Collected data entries
# # #

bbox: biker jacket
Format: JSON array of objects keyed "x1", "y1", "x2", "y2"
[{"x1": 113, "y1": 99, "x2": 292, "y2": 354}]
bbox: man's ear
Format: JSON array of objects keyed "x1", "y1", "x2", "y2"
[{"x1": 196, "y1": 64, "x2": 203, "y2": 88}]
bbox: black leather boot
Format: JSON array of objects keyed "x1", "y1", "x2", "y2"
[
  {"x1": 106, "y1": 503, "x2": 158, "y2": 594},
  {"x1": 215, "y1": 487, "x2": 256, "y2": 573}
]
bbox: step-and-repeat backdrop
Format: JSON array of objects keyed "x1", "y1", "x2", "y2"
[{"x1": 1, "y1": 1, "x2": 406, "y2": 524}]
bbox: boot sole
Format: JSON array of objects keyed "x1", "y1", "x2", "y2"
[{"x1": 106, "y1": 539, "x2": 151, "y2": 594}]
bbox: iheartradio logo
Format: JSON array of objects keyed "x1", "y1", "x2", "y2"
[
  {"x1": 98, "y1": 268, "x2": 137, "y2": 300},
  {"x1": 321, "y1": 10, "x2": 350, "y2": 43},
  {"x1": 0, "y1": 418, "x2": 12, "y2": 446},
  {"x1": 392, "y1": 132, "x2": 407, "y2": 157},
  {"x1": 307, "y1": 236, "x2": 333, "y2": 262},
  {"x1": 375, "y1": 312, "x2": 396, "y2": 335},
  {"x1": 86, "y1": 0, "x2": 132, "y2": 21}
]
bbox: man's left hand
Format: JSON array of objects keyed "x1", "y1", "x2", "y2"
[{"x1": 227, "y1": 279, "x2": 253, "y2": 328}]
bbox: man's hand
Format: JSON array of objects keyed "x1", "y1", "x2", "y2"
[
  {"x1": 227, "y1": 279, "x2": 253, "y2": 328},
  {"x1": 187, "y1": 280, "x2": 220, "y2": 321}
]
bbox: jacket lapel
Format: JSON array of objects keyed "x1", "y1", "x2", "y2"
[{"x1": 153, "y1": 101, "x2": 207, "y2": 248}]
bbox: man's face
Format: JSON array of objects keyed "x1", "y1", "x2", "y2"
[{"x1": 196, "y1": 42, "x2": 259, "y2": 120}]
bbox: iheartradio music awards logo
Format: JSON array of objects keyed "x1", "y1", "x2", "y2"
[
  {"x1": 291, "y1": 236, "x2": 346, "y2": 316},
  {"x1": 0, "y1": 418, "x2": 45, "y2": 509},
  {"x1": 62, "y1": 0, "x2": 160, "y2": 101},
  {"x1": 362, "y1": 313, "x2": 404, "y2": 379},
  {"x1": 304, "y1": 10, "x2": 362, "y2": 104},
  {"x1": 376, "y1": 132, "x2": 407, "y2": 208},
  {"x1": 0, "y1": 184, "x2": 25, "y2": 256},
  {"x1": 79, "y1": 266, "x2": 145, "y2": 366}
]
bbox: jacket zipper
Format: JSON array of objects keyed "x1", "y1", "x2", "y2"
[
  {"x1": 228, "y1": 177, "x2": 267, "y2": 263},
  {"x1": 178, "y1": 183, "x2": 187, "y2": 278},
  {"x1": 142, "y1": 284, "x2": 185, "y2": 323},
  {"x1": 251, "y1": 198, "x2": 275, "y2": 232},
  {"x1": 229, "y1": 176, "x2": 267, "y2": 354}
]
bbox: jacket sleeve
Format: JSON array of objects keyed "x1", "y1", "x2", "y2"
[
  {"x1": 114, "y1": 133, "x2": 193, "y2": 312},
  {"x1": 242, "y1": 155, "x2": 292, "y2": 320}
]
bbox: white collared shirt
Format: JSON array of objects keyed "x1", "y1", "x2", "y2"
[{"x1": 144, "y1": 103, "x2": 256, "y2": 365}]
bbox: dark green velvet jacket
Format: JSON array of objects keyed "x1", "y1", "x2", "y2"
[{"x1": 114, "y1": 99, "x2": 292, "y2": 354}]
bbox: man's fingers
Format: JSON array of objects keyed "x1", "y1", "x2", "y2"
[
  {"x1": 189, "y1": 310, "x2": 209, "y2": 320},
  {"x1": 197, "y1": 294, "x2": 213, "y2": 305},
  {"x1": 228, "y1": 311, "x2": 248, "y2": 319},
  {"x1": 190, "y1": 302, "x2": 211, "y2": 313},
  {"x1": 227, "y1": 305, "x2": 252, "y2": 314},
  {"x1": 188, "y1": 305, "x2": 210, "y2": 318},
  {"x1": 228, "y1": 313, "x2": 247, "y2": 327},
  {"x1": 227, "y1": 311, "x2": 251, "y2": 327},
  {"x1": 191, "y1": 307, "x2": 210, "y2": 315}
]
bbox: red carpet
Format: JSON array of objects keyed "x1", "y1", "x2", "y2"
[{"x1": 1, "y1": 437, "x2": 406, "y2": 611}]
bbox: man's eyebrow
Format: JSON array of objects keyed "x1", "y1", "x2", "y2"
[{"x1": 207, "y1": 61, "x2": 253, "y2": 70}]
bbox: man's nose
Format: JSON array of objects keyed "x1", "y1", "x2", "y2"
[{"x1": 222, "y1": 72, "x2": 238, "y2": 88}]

# # #

▸ **Task item**
Reply with an exact copy of the lines running from the one containing "bbox: white collared shirt" through the end of the entries above, both ends included.

▸ **Expected answer**
bbox: white collared shirt
Format: JSON array of objects keyed "x1", "y1", "x2", "y2"
[{"x1": 144, "y1": 103, "x2": 256, "y2": 365}]
bbox: dark green velvet jacket
Format: JSON array of objects keyed "x1", "y1", "x2", "y2"
[{"x1": 114, "y1": 99, "x2": 292, "y2": 354}]
bbox: man's fingers
Format: JSON array of objects keyed "x1", "y1", "x2", "y2"
[
  {"x1": 189, "y1": 310, "x2": 209, "y2": 320},
  {"x1": 197, "y1": 294, "x2": 213, "y2": 305},
  {"x1": 228, "y1": 311, "x2": 248, "y2": 319},
  {"x1": 190, "y1": 302, "x2": 211, "y2": 313},
  {"x1": 227, "y1": 305, "x2": 252, "y2": 314},
  {"x1": 188, "y1": 305, "x2": 210, "y2": 318},
  {"x1": 228, "y1": 313, "x2": 247, "y2": 327},
  {"x1": 227, "y1": 311, "x2": 251, "y2": 327},
  {"x1": 191, "y1": 307, "x2": 210, "y2": 315}
]
bbox: red carpet
Format: JSON array of objects keyed "x1", "y1", "x2", "y2"
[{"x1": 1, "y1": 437, "x2": 406, "y2": 611}]
bbox: man's eyebrow
Format: JSON array of objects keyed "x1", "y1", "x2", "y2"
[{"x1": 207, "y1": 61, "x2": 253, "y2": 70}]
bbox: man's nose
Format: JSON array of objects keyed "x1", "y1", "x2", "y2"
[{"x1": 222, "y1": 72, "x2": 238, "y2": 88}]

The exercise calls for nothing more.